**Provided data**
/---
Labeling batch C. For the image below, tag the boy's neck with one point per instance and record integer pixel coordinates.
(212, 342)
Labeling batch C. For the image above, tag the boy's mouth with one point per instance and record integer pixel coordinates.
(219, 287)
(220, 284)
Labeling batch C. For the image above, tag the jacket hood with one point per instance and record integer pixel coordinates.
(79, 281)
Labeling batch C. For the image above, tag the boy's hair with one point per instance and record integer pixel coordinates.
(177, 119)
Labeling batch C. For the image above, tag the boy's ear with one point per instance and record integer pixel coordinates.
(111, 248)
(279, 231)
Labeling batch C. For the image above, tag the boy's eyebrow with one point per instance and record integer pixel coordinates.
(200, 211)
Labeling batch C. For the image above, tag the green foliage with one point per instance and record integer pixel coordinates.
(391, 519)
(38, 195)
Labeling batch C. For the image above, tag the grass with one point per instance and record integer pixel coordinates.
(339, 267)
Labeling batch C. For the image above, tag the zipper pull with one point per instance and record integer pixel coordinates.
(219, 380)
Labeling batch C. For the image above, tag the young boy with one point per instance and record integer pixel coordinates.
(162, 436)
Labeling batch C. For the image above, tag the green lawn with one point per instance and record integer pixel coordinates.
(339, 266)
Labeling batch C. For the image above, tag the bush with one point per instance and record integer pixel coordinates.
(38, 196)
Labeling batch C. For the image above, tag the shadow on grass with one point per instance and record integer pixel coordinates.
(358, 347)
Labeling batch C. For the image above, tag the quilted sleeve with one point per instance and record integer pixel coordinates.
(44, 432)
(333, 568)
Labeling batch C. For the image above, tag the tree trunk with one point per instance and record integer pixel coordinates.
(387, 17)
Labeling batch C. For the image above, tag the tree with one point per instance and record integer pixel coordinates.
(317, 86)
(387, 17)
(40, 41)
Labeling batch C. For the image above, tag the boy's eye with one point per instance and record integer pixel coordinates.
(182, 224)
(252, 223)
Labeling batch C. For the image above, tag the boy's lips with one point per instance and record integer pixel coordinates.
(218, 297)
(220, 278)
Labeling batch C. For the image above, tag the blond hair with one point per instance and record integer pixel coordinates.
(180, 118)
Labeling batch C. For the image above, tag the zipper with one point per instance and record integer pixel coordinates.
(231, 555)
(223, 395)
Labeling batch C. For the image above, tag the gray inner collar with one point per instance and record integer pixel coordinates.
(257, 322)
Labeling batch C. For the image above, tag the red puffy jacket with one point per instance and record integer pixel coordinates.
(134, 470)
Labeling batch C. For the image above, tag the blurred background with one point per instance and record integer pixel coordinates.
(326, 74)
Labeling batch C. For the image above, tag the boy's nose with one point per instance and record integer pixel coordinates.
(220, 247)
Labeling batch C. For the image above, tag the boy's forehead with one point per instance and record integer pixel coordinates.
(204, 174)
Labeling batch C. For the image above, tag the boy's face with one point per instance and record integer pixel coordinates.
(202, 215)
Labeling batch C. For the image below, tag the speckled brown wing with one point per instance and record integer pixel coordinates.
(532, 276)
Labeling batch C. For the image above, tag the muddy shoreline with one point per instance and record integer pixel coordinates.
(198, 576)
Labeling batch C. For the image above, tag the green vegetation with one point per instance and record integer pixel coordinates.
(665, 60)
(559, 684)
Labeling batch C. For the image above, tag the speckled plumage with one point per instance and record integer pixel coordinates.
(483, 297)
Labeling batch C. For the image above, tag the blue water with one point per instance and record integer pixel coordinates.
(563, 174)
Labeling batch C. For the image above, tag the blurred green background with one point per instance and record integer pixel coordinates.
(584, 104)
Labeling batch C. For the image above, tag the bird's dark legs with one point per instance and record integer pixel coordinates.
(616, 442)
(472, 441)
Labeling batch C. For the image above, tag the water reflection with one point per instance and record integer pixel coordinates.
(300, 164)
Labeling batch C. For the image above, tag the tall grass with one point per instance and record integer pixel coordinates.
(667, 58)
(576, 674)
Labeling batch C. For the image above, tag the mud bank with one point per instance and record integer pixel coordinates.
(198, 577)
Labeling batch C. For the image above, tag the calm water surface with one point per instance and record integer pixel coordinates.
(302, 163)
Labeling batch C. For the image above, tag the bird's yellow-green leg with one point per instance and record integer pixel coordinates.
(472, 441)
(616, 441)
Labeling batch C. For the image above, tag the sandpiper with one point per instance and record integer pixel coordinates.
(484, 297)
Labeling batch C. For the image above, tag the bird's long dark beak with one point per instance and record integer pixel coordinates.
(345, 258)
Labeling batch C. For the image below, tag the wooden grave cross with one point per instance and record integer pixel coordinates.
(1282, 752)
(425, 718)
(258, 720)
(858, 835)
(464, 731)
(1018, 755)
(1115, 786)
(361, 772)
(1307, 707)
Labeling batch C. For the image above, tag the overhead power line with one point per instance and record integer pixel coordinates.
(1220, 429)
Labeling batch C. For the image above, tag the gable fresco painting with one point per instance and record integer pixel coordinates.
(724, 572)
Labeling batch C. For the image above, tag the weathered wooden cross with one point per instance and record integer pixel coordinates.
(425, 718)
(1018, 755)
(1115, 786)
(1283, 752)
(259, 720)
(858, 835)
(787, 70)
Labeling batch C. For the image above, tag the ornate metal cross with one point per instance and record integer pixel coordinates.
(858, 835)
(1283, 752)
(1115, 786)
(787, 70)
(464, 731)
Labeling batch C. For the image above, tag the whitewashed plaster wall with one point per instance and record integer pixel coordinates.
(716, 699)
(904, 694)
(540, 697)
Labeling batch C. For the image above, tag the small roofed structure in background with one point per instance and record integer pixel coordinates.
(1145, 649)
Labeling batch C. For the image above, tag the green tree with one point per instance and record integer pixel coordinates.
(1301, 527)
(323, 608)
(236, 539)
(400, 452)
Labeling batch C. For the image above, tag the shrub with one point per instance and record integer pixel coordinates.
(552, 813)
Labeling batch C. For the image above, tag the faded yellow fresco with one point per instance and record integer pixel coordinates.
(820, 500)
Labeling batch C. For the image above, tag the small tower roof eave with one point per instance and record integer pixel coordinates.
\---
**Stated exercise**
Starting with the line containing "Labeling batch C. For the image above, tag the faded" and going on through the end of the items, write out every line again, keeping the item text as it is but adding 119 to each coordinate in the answers.

**Solution for this problem**
Labeling batch C. For the image above, tag the faded yellow fresco with one point per instance and record integer pixel coordinates.
(939, 619)
Labeling batch C. For the image above, tag the small tower roof eave with one point per instance and record integer pixel coordinates.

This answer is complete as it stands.